▼

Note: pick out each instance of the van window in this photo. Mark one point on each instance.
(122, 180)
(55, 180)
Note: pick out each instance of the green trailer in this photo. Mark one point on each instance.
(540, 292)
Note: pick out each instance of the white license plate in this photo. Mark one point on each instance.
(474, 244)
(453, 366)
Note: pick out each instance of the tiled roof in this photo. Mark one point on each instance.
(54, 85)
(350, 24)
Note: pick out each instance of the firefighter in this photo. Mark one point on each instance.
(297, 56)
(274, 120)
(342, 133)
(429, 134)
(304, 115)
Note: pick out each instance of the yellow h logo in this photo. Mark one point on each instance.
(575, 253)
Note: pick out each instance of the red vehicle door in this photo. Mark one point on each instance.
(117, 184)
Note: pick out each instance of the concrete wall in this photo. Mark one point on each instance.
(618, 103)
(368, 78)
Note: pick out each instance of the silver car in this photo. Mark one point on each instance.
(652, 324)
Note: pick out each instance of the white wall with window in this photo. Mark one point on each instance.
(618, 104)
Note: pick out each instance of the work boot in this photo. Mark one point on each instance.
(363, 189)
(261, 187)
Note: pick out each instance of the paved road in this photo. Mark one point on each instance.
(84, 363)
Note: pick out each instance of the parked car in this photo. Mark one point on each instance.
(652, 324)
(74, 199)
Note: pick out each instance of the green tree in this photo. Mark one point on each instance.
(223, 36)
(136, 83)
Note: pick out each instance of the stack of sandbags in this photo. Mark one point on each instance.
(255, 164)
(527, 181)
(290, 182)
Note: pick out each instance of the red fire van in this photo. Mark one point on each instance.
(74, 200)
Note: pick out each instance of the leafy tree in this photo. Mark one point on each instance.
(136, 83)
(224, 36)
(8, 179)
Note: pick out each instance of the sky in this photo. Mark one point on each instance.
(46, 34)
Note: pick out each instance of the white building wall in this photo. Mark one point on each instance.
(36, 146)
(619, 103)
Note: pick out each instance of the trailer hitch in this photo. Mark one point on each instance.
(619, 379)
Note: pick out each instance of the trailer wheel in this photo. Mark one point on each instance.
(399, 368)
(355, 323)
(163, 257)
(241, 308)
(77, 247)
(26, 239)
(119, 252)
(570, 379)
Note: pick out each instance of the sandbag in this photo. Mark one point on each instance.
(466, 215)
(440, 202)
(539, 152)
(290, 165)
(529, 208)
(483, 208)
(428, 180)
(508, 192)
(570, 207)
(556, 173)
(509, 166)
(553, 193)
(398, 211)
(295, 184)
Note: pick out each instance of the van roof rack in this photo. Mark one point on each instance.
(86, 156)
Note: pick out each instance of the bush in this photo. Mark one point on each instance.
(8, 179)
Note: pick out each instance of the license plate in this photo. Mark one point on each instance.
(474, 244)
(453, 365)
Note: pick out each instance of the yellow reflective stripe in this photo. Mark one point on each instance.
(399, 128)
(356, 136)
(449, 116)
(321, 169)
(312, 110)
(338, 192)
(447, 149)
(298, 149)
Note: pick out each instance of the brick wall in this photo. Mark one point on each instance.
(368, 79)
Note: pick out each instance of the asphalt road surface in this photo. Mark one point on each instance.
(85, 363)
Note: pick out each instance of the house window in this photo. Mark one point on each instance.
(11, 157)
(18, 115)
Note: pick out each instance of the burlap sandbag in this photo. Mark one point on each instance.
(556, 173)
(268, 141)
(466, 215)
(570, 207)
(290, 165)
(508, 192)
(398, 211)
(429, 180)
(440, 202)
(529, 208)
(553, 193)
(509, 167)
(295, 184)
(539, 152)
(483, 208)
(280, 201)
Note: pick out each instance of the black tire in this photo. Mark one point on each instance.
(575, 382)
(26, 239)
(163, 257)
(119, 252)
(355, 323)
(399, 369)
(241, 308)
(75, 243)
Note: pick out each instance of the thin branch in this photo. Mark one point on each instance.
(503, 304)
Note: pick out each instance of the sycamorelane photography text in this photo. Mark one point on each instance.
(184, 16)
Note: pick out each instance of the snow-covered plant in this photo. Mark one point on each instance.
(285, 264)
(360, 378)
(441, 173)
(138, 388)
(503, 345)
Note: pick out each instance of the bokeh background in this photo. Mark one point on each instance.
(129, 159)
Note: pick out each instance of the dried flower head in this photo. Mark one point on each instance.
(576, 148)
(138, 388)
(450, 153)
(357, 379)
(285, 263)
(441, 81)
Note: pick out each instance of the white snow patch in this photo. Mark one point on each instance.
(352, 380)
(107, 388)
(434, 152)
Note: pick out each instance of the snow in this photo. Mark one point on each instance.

▲

### Short task
Go through the records and print each one exactly.

### Output of the task
Note: pick out each instance of the van window in this photo. Mark one point on each instance.
(122, 180)
(55, 180)
Note: pick out each instance of the green trailer in this photo. Mark one point on each instance.
(540, 292)
Note: pick out each instance of the white license plate in this photo. Mark one point on each instance.
(474, 244)
(453, 366)
Note: pick out each instance of the tiled roof in this photo. Mark one point on each instance.
(54, 85)
(350, 24)
Note: pick out each instance of the firefighter in this photo. Mark one point on each instance.
(297, 56)
(274, 120)
(342, 133)
(429, 134)
(304, 115)
Note: pick out each instance of the yellow h logo in this photo. Mark one point on each instance.
(575, 253)
Note: pick out each instance of the red vehicle door in this photo. Mark one point on each instance.
(117, 184)
Note: pick out each instance of the concrete wall in this photo. Mark one point on each instance.
(618, 103)
(368, 78)
Note: pick out each instance of the silver car in this photo. Mark one point on each instance.
(652, 324)
Note: pick out each instance of the white wall with window in this photo. Mark one point on each instance.
(618, 104)
Note: pick out each instance of the work boot in this photo. Mark one point on each instance.
(363, 189)
(261, 187)
Note: pick out each instance of the paved road in this photo. Mark one point on each instance.
(84, 363)
Note: pick out each instance of the parked car in this photo. Mark one point on each instance.
(652, 324)
(74, 199)
Note: pick out each instance of the green tree in this photo. Mark one point on each instance.
(223, 36)
(136, 83)
Note: pick out each instance of the stack of sandbags in this photo. Mark one point on each instance.
(255, 164)
(527, 181)
(290, 182)
Note: pick out each instance of the red fire van in this photo. Mark one point on each instance.
(74, 200)
Note: pick out each instance of the leafy tree in this photo. Mark one point on each instance.
(136, 83)
(224, 36)
(8, 179)
Note: pick out each instance of the sky in this photo. Mark one point on each instance.
(46, 34)
Note: pick out each instance of the white building wall in this photo. Mark one point on each instance.
(36, 146)
(619, 103)
Note: pick out each instance of the trailer hitch in this photo. Mark one point on each instance.
(619, 379)
Note: pick out each instance of the trailer wheel in this photo. Mark one point on each instance.
(399, 368)
(355, 323)
(163, 257)
(241, 308)
(77, 247)
(26, 239)
(119, 252)
(570, 379)
Note: pick out each instance of the sandbag in this photo. Mark one point on each instance.
(466, 215)
(440, 202)
(539, 152)
(290, 165)
(529, 208)
(483, 208)
(428, 180)
(508, 192)
(570, 207)
(556, 173)
(509, 166)
(553, 193)
(398, 211)
(295, 184)
Note: pick out each instance of the van roof rack in this photo. Mark one point on each instance.
(86, 156)
Note: pick out each instance of the bush in this photo. Mark one point on each instance.
(8, 179)
Note: pick out each instance of the license plate in this photo. Mark one point on each instance.
(474, 244)
(453, 365)
Note: pick out each instance of the yellow reflective stripe in this photo. Mark one point on each instance.
(399, 128)
(356, 136)
(449, 116)
(321, 169)
(312, 110)
(338, 192)
(447, 149)
(298, 149)
Note: pick out each instance of the brick wall in this photo. Mark one point on each instance.
(368, 79)
Note: pick out each instance of the asphalt road surface in this photo. Mark one point on each instance.
(85, 363)
Note: pick out each instance of the house window in this photo. Mark one point on each instance.
(11, 157)
(18, 115)
Note: pick out each instance of the burlap sandbag in this photo. Mark one point on each instance.
(556, 173)
(268, 141)
(466, 215)
(570, 207)
(290, 165)
(508, 192)
(398, 211)
(429, 180)
(440, 202)
(529, 208)
(553, 193)
(509, 167)
(295, 184)
(539, 152)
(483, 208)
(280, 201)
Note: pick out each instance of the black tire in this photo. Mark one point on each instance.
(575, 382)
(26, 239)
(163, 257)
(119, 252)
(355, 323)
(399, 369)
(241, 308)
(75, 243)
Note: pick out each instance of the thin branch in this photo. Mark one point on each instance.
(503, 304)
Note: pick out each instance of the sycamorelane photography text in this photo. Mark one point on each instance.
(184, 16)
Note: pick out each instance of the snow-covered plant in this photo. Mark one point on each instance.
(285, 264)
(360, 378)
(441, 173)
(138, 388)
(503, 345)
Note: pick out each instance of the bokeh background in this photo. Mark one point on each instance.
(129, 159)
Note: pick out each instance of the dried flower head in this photo. Mark one point on each instance.
(576, 148)
(138, 388)
(450, 153)
(357, 379)
(285, 263)
(441, 81)
Note: pick out each instance of the white snow patch in this photo. Mark one point on each instance.
(352, 380)
(107, 388)
(434, 152)
Note: pick out each instance of the snow in this photo. Mark one point on each instance.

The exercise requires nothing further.